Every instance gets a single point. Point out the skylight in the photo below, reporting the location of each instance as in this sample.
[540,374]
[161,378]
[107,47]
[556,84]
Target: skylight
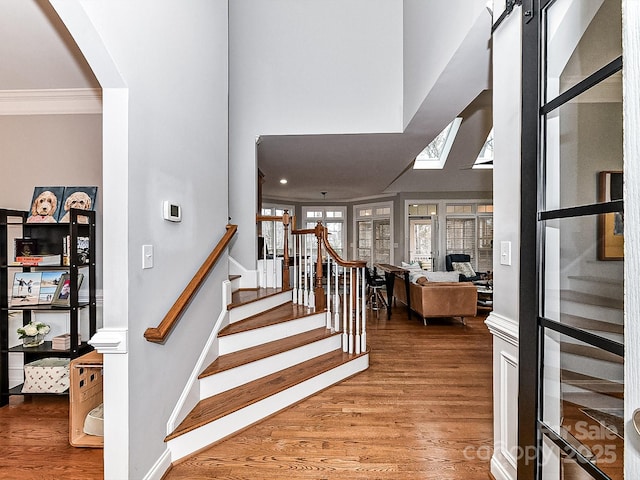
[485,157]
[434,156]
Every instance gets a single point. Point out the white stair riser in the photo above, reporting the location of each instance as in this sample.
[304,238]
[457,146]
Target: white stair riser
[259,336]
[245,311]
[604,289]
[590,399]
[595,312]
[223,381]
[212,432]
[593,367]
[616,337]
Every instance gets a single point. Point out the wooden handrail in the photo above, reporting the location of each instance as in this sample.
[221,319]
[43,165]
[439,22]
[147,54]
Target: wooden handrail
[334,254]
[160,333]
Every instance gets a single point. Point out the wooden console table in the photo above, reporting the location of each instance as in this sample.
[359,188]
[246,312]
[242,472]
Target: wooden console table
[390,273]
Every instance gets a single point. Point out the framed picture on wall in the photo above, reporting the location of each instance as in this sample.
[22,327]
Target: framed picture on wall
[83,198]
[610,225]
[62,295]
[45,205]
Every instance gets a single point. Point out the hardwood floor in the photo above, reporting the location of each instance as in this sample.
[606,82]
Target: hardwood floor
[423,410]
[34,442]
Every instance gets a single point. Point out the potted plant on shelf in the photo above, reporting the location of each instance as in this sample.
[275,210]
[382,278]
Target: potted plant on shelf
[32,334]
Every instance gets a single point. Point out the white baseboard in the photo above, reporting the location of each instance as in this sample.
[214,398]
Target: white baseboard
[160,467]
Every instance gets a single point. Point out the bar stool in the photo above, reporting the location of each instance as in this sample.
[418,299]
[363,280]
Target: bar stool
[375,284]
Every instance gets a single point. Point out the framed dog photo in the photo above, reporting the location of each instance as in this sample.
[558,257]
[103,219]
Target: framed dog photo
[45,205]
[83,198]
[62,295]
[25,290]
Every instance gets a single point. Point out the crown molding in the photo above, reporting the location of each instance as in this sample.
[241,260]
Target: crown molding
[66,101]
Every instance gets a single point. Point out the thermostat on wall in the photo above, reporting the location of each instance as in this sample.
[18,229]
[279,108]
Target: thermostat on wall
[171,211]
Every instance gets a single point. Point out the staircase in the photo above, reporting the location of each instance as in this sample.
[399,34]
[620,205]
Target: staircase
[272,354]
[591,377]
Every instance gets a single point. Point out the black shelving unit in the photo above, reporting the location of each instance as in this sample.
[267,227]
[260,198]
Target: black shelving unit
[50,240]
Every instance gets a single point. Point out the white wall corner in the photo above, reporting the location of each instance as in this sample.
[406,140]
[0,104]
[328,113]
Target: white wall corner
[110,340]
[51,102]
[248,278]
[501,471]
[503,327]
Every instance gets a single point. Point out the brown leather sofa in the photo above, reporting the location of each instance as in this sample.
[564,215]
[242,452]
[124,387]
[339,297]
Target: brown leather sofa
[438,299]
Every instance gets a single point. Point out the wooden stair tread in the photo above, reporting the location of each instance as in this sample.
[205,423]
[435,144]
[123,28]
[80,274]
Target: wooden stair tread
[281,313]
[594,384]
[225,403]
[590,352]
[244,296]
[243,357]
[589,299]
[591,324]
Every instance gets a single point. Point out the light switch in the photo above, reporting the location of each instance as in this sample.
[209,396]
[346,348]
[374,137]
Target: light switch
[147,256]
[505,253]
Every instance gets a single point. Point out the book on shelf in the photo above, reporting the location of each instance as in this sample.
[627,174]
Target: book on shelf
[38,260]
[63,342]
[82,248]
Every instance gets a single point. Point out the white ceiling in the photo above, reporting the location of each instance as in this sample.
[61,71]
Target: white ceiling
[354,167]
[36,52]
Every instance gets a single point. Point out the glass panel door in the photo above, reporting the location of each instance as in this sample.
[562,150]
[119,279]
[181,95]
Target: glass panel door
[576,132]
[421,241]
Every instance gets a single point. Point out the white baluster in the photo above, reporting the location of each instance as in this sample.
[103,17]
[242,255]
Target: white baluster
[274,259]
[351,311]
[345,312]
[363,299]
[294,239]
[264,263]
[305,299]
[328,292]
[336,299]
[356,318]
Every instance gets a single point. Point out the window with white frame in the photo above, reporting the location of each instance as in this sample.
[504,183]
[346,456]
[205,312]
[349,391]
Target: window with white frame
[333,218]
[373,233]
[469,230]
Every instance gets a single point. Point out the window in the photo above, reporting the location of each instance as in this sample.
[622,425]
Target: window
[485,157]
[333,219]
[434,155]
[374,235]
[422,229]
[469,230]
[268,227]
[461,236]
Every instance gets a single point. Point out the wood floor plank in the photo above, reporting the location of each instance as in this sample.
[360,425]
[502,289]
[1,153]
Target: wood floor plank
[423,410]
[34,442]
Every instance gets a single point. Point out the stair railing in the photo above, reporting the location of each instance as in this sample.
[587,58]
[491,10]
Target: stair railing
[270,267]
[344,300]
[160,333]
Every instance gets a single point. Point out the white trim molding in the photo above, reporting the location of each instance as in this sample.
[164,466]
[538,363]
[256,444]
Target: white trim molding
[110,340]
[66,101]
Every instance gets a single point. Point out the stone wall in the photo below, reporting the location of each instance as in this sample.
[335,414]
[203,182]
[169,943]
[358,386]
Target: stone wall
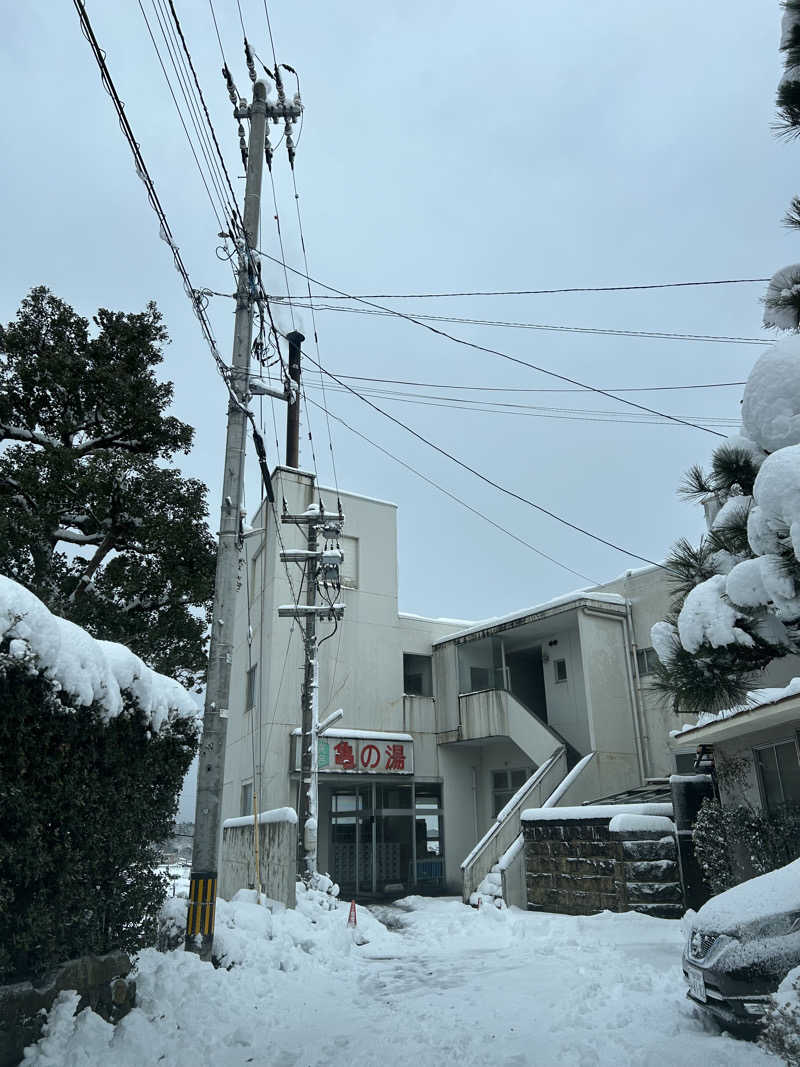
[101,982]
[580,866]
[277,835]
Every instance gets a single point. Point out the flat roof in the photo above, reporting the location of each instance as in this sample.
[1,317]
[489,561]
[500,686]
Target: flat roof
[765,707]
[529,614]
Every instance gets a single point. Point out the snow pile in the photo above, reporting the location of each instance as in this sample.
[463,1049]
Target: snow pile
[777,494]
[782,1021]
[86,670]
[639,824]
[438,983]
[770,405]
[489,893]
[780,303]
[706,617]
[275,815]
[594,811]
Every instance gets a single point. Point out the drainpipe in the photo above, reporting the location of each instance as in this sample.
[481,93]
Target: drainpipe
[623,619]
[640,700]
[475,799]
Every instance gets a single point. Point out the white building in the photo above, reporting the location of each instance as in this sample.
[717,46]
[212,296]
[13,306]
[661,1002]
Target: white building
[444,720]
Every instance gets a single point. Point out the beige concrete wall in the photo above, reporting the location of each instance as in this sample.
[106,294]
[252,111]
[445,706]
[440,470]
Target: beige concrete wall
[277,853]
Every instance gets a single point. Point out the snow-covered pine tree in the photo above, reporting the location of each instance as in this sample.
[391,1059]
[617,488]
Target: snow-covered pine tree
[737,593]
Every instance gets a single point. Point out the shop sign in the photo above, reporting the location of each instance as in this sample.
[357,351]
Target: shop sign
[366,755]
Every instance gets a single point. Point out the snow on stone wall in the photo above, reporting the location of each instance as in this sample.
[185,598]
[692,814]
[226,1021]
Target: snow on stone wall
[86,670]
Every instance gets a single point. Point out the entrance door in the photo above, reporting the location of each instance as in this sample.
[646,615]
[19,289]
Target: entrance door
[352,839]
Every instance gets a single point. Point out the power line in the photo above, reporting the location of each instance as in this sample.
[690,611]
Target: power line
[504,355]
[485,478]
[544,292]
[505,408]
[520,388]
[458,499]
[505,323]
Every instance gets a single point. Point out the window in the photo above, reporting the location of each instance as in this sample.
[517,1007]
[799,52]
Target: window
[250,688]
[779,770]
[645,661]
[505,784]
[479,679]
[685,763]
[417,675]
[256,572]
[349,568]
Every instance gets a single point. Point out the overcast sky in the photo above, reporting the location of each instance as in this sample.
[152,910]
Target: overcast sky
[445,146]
========
## Exercise
Each line of the data that has the string "below" should be returned.

## Response to this exercise
Every instance gets a single point. Point out the skylight in the photo below, reporting the location of each instance as in this sample.
Every instance gets a single point. Point out the stone wall in the photo below, reporting the location of each instance as in this sample.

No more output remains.